Des préjugés balayés lorsque le Gascond est entré sur scène sous les traits de Michel Vuillermoz. Non seulement, il a un tarin, qui aurait pu rendre envieuse Cléopâtre, elle-même, mais surtout il déploie un enthousiasme sidérant : prêt à un duel pour un vers mal déclamé, meneur d'hommes indiscutable comme discoureur éloquent, émouvant dans sa passion inébranlable pour Roxanne, il danse sur scène, virevolte et donne vie à des pans de la littérature française avec un naturel déconcertant (dans l'Avare, Bouquet plaidait la folie de Harpagon).
Au départ, le spectateur est désarçonné par tant de vivacité surtout que la mise en scène inaugure le 1er acte de manière brouillon et fantaisiste, assez pour que je me sois crue un instant au cinéma et dans la mauvaise salle !
Alors que la représentation de La Clorise, pièce de théâtre qui ouvre Cyrano de Bergerac, est souvent passée par perte et trépas, Podalydès la magnifie par une double mise en abîme, qui célèbre le théâtre comme la Comédie française. Sur un écran, on apperçoit les sociétaires les plus distingués passés et présents comme Jean-Claude Druot et Geneviève Casil. La caméra se détourne de temps en temps pour suivre les récation d'un public imaginaire ou le malheureux acteur principal dénué de tout talent tandis que la scène est encombrée d'échaffaudage, d'une loge, de rideaux rouges et d'une scène sur laquelle Cyrano surgit, bondissant, interrompant la malotru et faisant la preuve de son éloquence.

Activité:
Recopiez, s'il vous plaît, le passage du texte sur Cyrano de Bergerac qui s'ouvre sur les mots contenant « Des préjugés balayés » et se termine par « mauvaise salle ! », en rebaptisant « Roxanne » en « Roxane ». Les lignes qui suivent proviennent d'une autre source.

Documents sources:

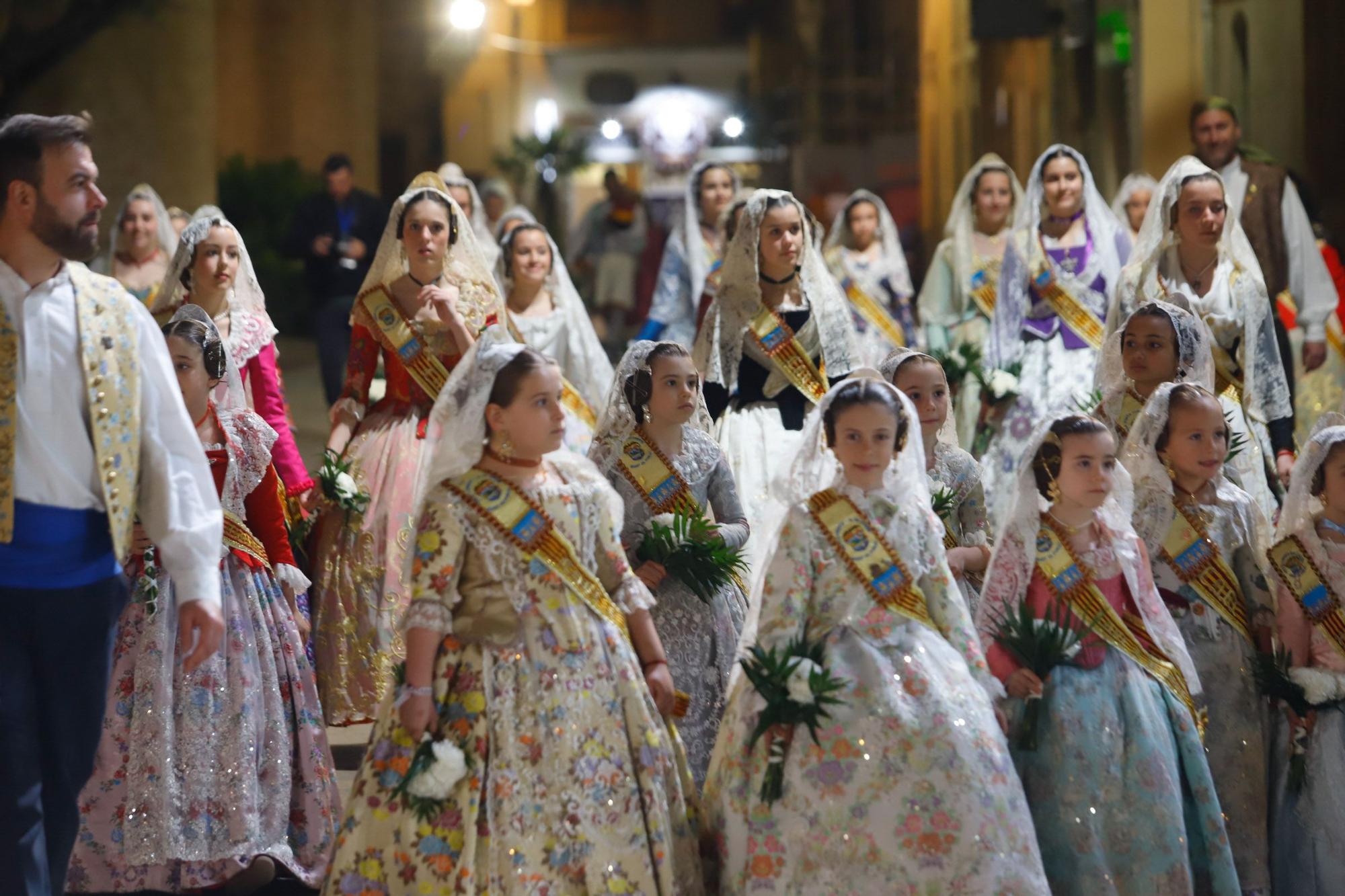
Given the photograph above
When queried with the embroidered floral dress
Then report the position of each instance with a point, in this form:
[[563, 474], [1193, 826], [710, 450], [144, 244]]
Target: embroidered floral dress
[[958, 475], [574, 782], [1235, 735], [1120, 788], [360, 592], [200, 774], [700, 638], [911, 787]]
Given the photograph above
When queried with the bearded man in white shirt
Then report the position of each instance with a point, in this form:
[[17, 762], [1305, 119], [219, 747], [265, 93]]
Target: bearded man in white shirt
[[93, 436], [1273, 216]]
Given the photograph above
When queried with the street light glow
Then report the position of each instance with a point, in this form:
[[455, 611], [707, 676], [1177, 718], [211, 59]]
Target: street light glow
[[466, 15]]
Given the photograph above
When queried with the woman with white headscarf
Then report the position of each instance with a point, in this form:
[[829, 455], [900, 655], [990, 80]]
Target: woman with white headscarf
[[463, 192], [533, 663], [1132, 202], [212, 270], [143, 241], [958, 295], [910, 784], [221, 774], [1191, 244], [778, 322], [424, 299], [689, 274], [1059, 272], [547, 313], [1308, 819], [864, 253]]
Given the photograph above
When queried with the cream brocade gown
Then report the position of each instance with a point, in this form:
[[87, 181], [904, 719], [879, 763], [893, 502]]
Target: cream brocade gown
[[575, 783]]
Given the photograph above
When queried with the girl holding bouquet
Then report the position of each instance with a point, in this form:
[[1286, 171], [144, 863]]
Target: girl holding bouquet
[[1120, 787], [954, 475], [1309, 561], [532, 661], [654, 446], [910, 784], [1207, 542]]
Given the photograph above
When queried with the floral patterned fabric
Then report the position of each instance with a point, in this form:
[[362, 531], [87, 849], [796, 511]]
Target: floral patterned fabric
[[910, 787], [1237, 733], [574, 783], [700, 639]]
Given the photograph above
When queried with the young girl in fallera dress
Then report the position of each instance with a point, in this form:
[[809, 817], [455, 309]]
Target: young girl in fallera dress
[[910, 787], [656, 431], [536, 655], [1309, 564], [219, 775], [1120, 788], [954, 475], [1207, 542]]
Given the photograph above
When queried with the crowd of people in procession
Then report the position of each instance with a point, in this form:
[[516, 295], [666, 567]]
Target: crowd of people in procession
[[1034, 577]]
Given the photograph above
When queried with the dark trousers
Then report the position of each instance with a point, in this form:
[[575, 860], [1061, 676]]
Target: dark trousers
[[56, 655], [332, 325]]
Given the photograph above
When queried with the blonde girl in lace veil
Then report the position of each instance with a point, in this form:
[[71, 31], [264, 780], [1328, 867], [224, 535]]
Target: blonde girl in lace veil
[[223, 774], [1132, 201], [954, 475], [142, 244], [864, 253], [654, 444], [535, 657], [1118, 783], [547, 313], [1207, 542], [1190, 217], [1309, 823], [958, 295], [428, 292], [1059, 271], [910, 787], [775, 292]]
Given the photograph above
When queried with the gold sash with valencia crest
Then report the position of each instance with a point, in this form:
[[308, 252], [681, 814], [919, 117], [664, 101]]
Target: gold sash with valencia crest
[[1301, 576], [652, 474], [536, 536], [874, 311], [783, 349], [1070, 310], [1069, 580], [1198, 563], [397, 335], [571, 396], [868, 556]]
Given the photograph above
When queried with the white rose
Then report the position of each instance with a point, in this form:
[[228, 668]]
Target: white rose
[[346, 487], [439, 778], [798, 684]]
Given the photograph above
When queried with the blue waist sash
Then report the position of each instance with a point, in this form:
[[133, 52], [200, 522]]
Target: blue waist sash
[[57, 548]]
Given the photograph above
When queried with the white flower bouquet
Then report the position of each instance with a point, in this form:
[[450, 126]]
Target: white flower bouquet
[[797, 689]]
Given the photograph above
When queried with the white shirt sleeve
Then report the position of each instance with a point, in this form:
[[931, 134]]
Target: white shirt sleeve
[[178, 502], [1309, 280]]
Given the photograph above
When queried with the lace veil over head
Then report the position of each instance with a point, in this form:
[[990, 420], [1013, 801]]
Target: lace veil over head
[[466, 266], [1195, 362], [618, 419], [719, 345], [1015, 557], [894, 256]]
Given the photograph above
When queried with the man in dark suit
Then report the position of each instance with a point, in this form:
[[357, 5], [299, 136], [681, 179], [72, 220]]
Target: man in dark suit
[[337, 233]]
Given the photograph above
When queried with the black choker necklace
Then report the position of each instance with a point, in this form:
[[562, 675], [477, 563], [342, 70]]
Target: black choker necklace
[[781, 283]]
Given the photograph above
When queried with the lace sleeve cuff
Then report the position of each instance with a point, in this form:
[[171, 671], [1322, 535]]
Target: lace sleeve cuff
[[348, 409], [294, 577], [633, 595], [431, 615]]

Solution proposée:
Des préjugés balayés lorsque le Gascond est entré sur scène sous les traits de Michel Vuillermoz. Non seulement, il a un tarin, qui aurait pu rendre envieuse Cléopâtre, elle-même, mais surtout il déploie un enthousiasme sidérant : prêt à un duel pour un vers mal déclamé, meneur d'hommes indiscutable comme discoureur éloquent, émouvant dans sa passion inébranlable pour Roxane, il danse sur scène, virevolte et donne vie à des pans de la littérature française avec un naturel déconcertant (dans l'Avare, Bouquet plaidait la folie de Harpagon).
Au départ, le spectateur est désarçonné par tant de vivacité surtout que la mise en scène inaugure le 1er acte de manière brouillon et fantaisiste, assez pour que je me sois crue un instant au cinéma et dans la mauvaise salle !